### Extract
Deprofundidio II by Pablo Chin
Camanchacas by Carolina Carrizo
estamos bien per tiemblo by Francisco Corthey
Die Kreutzung by Chaya Czernowin
Flesh by Rebecca Saunders
Performances by
Julia Williams, accordion
Kyle Hutchins, saxophone
Kathryn Schulmeister, double bass
soundarte showcase
The Church/Art House
November 23, 2024
7:00 pm
Pablo Chin
Chin’s recent music often draws inspiration from the narratives of film and literature, phonetic structures in text, and the use of idiosyncratic transcription methods that enable imaginative exploration of pre-existent musical sources.
His music has been performed in South, Central and North America, in Israel, Asia and in Europe. He has been commissioned to compose works for Ensemble Recherche, International Contemporary Ensemble (ICE), members of the Anubis Quartet, the MAVerick Ensemble, the Latino Music Festival of Chicago and Ensemble Dal Niente, among others. His music has also been performed by artists including Fonema Consort, Nina Dante and Dalia Chin, Ostravská Banda, Chicago Composers Orchestra, Donatienne Michel-Dansaq, Pierre-Stéphane Meugé, Marino Formenti, Claire Chase, Eric Lamb, Gan Lev and Marcuss Weiss.
Chin earned a DMA in composition and technology from Northwestern University under the guidance of Hans Thomalla, Jay Alan Yim, and Aaron Cassidy. His dissertation focused on the work of Mexican composer Julio Estrada, his graphication method, and parallels found with the dream mechanisms in Freud’s Dream Theory. Previous instructors include Alejandro Cardona in his native Costa Rica, and Orlando García in Miami.

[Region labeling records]
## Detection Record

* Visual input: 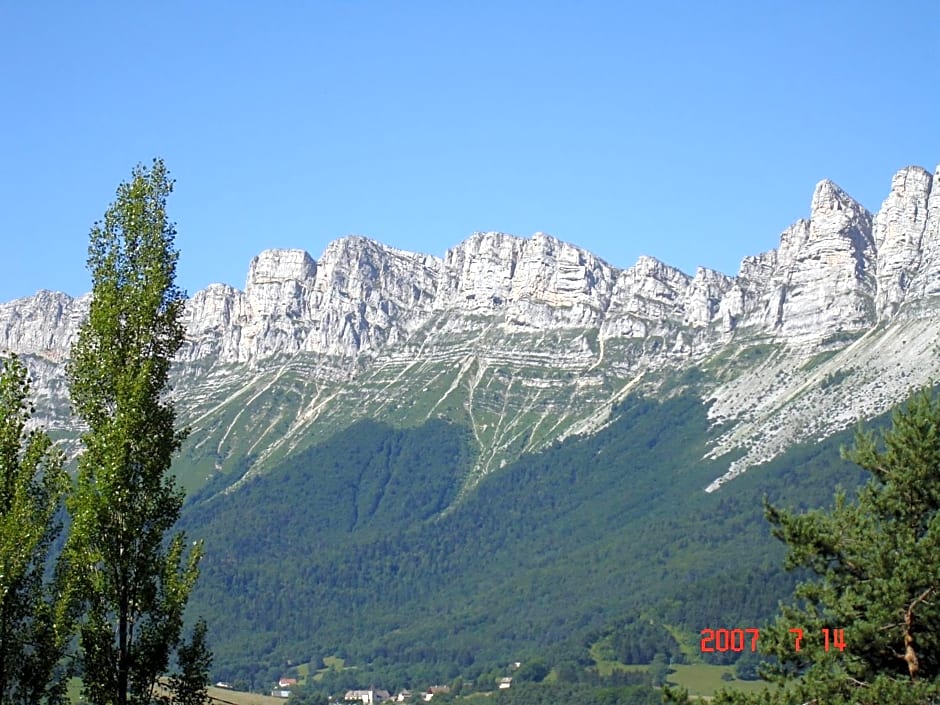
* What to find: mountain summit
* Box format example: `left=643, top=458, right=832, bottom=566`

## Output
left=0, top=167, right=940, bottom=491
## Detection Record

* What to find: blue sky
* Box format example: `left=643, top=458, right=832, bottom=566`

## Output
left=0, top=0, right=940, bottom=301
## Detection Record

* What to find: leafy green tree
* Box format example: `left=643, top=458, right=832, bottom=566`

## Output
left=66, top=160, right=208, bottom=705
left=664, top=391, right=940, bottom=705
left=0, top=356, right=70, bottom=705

### Work to complete
(a) According to the concert program, which university awarded Pablo Chin his DMA?
(b) Lay out the region labeling rows as a Markdown table with columns No. and Line, one numbered line per table row, skipping blank lines. Omit the pictures.
The concert program and the region labeling rows are unrelated to each other.

### Answers to each task
(a) Northwestern University.

(b)
| No. | Line |
|---|---|
| 1 | ## Detection Record |
| 2 | * Visual input:  |
| 3 | * What to find: mountain summit |
| 4 | * Box format example: `left=643, top=458, right=832, bottom=566` |
| 5 | ## Output |
| 6 | left=0, top=167, right=940, bottom=491 |
| 7 | ## Detection Record |
| 8 | * What to find: blue sky |
| 9 | * Box format example: `left=643, top=458, right=832, bottom=566` |
| 10 | ## Output |
| 11 | left=0, top=0, right=940, bottom=301 |
| 12 | ## Detection Record |
| 13 | * What to find: leafy green tree |
| 14 | * Box format example: `left=643, top=458, right=832, bottom=566` |
| 15 | ## Output |
| 16 | left=66, top=160, right=208, bottom=705 |
| 17 | left=664, top=391, right=940, bottom=705 |
| 18 | left=0, top=356, right=70, bottom=705 |